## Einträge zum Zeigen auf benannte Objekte
++++

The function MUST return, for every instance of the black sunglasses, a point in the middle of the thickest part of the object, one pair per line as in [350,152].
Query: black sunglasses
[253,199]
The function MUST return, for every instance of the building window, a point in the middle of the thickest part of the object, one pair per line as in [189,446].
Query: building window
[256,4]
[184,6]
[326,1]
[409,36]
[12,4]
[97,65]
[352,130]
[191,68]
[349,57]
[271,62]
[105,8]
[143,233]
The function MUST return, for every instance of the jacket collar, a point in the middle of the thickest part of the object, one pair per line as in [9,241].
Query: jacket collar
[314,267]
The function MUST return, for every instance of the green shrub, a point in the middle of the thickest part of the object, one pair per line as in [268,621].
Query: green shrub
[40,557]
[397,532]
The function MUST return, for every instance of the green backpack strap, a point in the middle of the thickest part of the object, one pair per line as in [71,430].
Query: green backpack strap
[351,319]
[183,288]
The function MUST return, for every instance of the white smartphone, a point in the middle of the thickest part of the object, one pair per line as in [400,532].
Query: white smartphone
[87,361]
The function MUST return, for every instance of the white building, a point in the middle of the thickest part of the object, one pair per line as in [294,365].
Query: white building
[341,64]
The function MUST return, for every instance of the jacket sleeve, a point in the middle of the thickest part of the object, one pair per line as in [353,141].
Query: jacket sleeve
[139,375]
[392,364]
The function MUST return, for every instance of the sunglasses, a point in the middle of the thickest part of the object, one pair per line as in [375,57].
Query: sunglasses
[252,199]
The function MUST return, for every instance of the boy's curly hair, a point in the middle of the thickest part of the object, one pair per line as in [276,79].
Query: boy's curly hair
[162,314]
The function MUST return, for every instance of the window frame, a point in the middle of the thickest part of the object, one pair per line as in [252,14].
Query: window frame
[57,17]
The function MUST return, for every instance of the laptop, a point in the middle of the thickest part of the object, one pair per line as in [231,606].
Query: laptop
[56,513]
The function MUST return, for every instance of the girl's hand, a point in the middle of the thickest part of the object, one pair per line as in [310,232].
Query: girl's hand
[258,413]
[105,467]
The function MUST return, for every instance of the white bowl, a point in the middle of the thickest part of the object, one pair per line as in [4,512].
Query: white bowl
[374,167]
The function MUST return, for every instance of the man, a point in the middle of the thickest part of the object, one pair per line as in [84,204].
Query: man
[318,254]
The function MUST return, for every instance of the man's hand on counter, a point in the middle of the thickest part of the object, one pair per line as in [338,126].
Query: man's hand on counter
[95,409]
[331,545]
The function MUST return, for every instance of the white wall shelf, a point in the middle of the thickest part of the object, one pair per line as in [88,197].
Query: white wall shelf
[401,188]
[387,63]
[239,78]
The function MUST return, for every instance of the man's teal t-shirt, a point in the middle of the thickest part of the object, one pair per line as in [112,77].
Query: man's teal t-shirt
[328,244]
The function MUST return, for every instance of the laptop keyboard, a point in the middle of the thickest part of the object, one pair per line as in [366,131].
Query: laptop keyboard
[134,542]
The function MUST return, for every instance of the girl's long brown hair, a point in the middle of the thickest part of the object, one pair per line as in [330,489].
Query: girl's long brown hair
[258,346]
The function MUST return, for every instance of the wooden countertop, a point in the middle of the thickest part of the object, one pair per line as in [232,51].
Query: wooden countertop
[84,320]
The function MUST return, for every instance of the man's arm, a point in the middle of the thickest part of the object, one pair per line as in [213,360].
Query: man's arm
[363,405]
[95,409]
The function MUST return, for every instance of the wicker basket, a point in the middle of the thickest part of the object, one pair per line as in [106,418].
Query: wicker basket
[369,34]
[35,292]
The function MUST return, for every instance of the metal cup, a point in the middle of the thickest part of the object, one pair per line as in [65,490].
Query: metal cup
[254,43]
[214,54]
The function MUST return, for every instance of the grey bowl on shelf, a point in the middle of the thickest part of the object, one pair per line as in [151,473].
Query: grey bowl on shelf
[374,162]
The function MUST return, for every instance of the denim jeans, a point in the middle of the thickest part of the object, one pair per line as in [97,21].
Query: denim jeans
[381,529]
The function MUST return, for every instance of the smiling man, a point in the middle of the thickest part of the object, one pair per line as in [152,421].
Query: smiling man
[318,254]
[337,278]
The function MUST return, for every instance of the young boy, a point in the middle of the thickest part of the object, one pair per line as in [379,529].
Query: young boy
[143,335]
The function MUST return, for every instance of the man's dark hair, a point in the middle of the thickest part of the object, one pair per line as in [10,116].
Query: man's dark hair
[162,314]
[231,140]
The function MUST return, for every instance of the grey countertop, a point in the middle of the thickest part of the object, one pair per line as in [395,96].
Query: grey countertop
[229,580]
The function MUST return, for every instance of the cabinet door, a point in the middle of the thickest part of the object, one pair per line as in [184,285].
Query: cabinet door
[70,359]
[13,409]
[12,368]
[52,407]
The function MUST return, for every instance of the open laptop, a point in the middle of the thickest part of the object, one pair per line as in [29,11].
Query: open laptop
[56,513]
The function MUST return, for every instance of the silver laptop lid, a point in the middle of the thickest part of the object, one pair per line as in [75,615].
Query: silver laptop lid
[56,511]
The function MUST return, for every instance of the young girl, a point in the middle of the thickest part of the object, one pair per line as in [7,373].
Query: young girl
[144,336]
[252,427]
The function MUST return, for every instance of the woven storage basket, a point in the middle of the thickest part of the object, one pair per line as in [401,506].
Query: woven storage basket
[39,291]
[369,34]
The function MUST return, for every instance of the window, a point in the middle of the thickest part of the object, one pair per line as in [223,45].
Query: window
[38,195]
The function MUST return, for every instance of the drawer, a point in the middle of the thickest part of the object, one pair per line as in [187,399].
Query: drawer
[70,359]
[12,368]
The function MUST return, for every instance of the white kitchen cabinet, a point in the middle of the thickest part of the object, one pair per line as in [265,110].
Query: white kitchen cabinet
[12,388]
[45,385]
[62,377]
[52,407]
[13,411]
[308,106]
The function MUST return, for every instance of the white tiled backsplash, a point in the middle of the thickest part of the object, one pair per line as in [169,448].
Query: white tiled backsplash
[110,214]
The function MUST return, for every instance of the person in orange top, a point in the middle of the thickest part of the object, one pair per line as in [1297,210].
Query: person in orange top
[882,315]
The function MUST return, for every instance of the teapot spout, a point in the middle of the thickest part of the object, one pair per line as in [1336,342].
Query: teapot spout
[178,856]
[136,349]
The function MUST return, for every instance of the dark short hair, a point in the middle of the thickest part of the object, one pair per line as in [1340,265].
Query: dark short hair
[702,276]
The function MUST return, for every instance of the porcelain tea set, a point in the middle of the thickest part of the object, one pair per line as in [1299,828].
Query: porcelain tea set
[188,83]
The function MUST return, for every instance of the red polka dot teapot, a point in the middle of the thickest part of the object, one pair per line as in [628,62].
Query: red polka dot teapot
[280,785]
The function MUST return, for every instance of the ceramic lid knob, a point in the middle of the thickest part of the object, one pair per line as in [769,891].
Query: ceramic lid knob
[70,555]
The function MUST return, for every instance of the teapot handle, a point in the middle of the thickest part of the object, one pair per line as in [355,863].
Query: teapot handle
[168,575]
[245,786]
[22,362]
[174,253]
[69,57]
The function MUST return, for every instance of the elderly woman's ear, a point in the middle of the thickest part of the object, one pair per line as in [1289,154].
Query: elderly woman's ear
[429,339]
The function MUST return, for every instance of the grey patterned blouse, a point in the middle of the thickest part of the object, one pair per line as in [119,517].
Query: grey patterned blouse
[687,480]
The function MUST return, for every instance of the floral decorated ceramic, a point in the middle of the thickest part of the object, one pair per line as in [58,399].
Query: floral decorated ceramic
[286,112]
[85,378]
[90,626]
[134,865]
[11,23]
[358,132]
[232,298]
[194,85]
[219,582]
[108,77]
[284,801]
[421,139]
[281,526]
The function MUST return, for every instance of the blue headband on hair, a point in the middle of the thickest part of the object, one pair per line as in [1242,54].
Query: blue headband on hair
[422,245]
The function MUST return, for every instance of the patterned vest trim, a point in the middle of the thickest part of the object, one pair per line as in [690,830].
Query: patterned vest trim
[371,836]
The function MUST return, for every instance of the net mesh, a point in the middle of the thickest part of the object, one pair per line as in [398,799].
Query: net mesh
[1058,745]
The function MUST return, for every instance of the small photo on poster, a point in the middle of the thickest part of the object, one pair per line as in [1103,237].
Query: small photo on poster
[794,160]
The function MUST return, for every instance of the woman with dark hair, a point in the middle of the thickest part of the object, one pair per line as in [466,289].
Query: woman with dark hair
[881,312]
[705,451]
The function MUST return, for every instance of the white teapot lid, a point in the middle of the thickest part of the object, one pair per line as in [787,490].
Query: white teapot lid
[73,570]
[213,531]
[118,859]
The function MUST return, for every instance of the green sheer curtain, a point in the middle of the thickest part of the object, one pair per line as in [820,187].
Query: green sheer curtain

++++

## ZU LÖSENDE AUFGABE
Schreiben Sie die Zeilen wortgetreu ab, beginnend mit der Zeile, die "The function MUST return, for every instance of the green sheer" enthält, bis einschließlich der letzten der Zeilen.

## GELÖSTE AUFGABE
The function MUST return, for every instance of the green sheer curtain, a point in the middle of the thickest part of the object, one pair per line as in [820,187].
Query: green sheer curtain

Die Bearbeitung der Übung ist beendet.